## start Excerpted passage

The only sellers who have reason to offer incentives like cars are the builders with many more houses to sell. They hope that the incentives don’t make a tanking of the market so obvious as decreased prices do. For seller of single houses giving incentives doesn’t make any sense (except for getting rid of something you don’t want anymore anyhow). Maybe the seller just heard form the builder’s strategy and copied it without thinking it through - it wouldn’t surprise me.
It is infuriorating to see these stupid gimmicks!
Be honest, you (and I ) love seeing sellers grovel. What could be better than owners of a $1.475mil home with the “Hummer” die on the vine.
These gimmicks typically work in a “true” buyers market. The reason it’s not working now is that the chant of it’s a buyers market is false. Sellers and Agents are not taking into account that affordibility is the real issue and we are far from a true buyers market. People typically offer those types of incentives to compete with R.E.O.’s especially when they really have to move. The climate is not right yet for those types of incentives. Folks are jumping the gun. A little too much late night guru it seems
Remember Suzanne? For the right price, she will “research” your house
Just shows how little buffer they have. That is, zero. What the hell would possess someone that had zero buffer to go ahead and take out a $700k loan. Where was the loan originator on this one, or any of them? Don’t bother answering that, it’s rhetorical.

## end Excerpted passage
## start Extracted entries

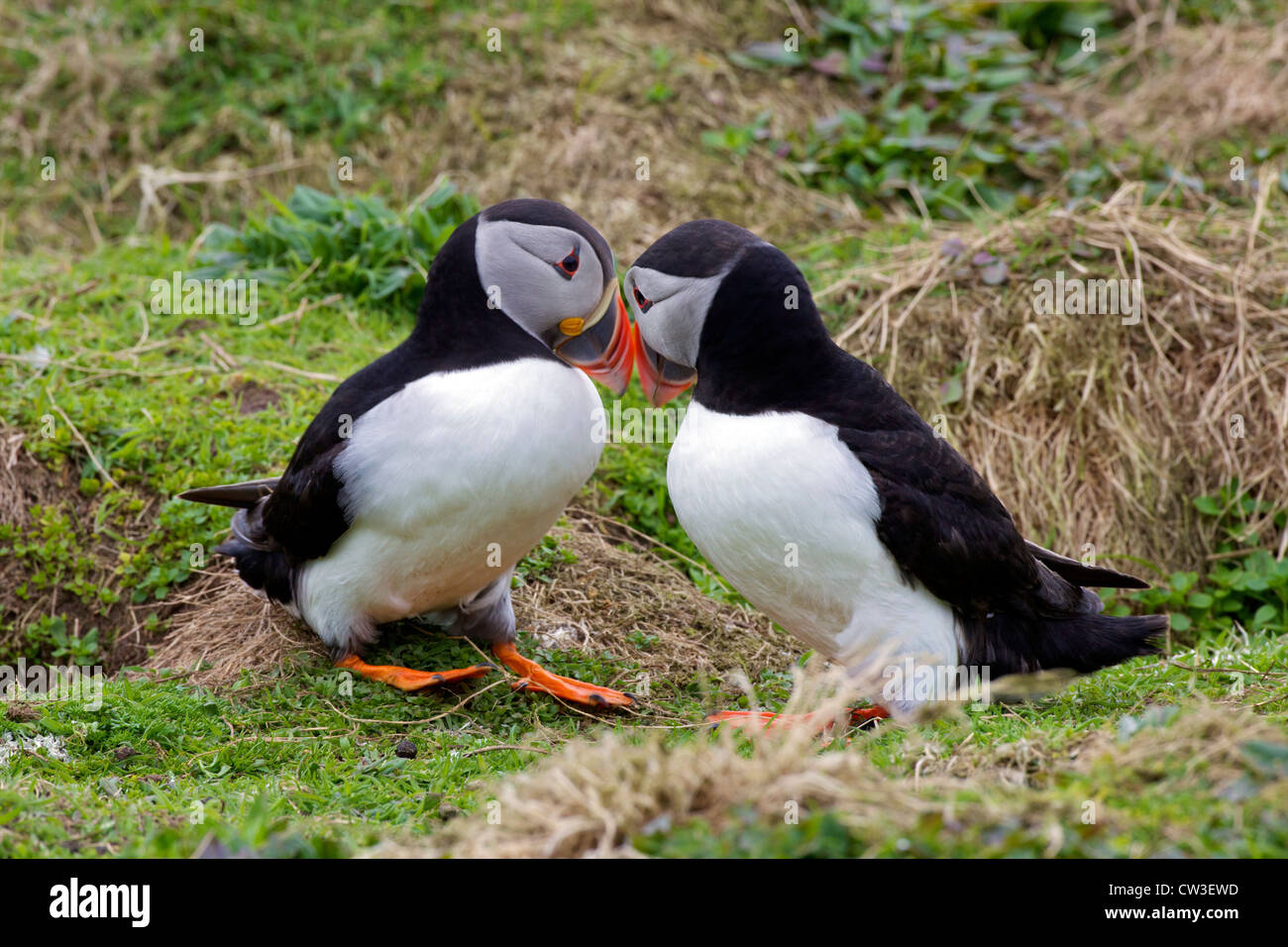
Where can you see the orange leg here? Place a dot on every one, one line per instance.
(533, 677)
(408, 680)
(765, 719)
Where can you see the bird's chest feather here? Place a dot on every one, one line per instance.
(789, 514)
(451, 480)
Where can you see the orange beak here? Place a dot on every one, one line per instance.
(661, 377)
(601, 350)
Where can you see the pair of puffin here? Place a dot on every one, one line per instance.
(432, 472)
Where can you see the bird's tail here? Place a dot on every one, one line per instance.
(239, 495)
(261, 562)
(1060, 625)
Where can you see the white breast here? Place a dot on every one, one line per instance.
(787, 513)
(449, 483)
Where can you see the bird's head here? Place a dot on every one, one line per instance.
(552, 273)
(709, 295)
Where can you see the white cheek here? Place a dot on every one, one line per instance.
(673, 325)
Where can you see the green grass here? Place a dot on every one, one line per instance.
(292, 766)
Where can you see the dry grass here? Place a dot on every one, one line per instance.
(599, 602)
(1126, 423)
(593, 796)
(1186, 86)
(26, 484)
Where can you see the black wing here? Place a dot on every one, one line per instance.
(940, 521)
(303, 515)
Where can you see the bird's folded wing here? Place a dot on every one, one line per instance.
(940, 521)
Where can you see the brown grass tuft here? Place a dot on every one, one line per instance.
(1125, 423)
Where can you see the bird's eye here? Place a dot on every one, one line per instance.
(567, 266)
(642, 300)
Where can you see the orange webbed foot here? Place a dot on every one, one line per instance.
(408, 678)
(533, 677)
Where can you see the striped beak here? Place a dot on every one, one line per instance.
(600, 346)
(661, 377)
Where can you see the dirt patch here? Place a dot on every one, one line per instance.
(253, 397)
(27, 484)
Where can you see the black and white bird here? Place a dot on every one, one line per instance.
(430, 474)
(827, 501)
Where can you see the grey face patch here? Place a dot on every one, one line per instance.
(516, 264)
(679, 305)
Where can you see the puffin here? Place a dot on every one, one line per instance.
(831, 505)
(429, 474)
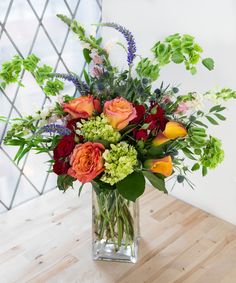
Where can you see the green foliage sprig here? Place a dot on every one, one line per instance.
(177, 49)
(11, 70)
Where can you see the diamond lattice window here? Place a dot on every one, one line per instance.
(31, 26)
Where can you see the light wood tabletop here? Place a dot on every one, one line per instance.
(49, 240)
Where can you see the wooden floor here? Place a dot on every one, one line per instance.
(49, 240)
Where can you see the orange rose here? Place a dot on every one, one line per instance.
(119, 112)
(86, 161)
(82, 107)
(162, 166)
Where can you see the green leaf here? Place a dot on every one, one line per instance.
(177, 58)
(195, 167)
(188, 153)
(157, 182)
(64, 182)
(132, 186)
(215, 108)
(208, 63)
(219, 116)
(87, 57)
(211, 120)
(193, 70)
(201, 124)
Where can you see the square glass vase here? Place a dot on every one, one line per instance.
(115, 227)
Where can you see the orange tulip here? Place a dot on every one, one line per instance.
(160, 139)
(173, 130)
(162, 166)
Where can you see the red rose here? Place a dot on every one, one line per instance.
(64, 147)
(141, 135)
(140, 111)
(60, 167)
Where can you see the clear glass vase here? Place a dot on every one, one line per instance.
(115, 227)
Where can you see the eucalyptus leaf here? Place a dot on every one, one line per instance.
(132, 186)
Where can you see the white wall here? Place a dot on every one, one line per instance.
(213, 23)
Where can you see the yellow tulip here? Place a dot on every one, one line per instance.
(162, 166)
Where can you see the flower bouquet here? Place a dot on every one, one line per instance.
(119, 131)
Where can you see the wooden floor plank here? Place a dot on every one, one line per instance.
(49, 240)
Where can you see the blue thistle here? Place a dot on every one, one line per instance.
(81, 86)
(129, 38)
(55, 129)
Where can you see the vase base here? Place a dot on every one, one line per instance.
(104, 251)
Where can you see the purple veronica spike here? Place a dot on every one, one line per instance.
(130, 40)
(55, 129)
(82, 87)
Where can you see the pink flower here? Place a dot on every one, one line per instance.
(166, 99)
(96, 71)
(182, 108)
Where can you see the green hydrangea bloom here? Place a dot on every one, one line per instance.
(213, 153)
(119, 162)
(98, 128)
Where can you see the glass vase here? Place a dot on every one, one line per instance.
(115, 227)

## end Extracted entries

Exercise requirements -
[a] Quote the passage from "The only sellers" to "wouldn’t surprise me." in the comments on seller incentives.
[b] Continue the comments on seller incentives from where they stop.

Solved problems -
[a]
The only sellers who have reason to offer incentives like cars are the builders with many more houses to sell. They hope that the incentives don’t make a tanking of the market so obvious as decreased prices do. For seller of single houses giving incentives doesn’t make any sense (except for getting rid of something you don’t want anymore anyhow). Maybe the seller just heard form the builder’s strategy and copied it without thinking it through - it wouldn’t surprise me.

[b]
can someone explain GM’s earnings to me? they lost $3.4B but made money? huh? are they saying the auto division lost but the lending division made them money?
I noticed car sales are up 17% YOY for June. maybe a highwater mark when the refi spigot dries up?
(sorry to post this here but my comments aren’t showing up in the other thread)
Houndini was the world’s most famous magician…when vaudeville died, he became an accountant for 500 companies.
All these numbers are an illusion, and yet people put their retirement in the hands of these con men.
Yes, they’ve actually been losing money on the cars themselves for years. The largest and most profitable section of their business is there finance division. Scary huh?
My wife is doing a contract job in Chicago now. So we have an apartment in Lincoln Park West overlooking the zoo and the Lake.
That area of Chicago is inundated with “luxury” condos. many are nice, but they ain’t cheap.
Anybody know the status of the Fordham Spire? I think it’s really cool and hope they build it. IF completed, it’ll be the tallest building in the world. Imagine, a condo the tallest building in the world. (this neglects the secret plans of Dubai, where 2 towers might have their height changed to compete with Fordham Spire)
clouseau
I think the land for the Spire was sold to another developer, which is acquiring the design rights and plans to continue along with the project. But I haven’t followed it closely, so I might be wrong.
Living three buildings down from where the spire would go up, I personally hope they don’t build it. More people regularly surging into south streeterville beyond the Navy Pier crowd. . .
Why are sellers so hell bent on incentives and gimmicks? I would just lower the price. Get the buyers in, and get it moving. These incentives baffle me. I understand the builders’ motivation for incentives over price reductions, but not individual sellers.
Amen. I am with you and House Inspector Clouseau on this opinion.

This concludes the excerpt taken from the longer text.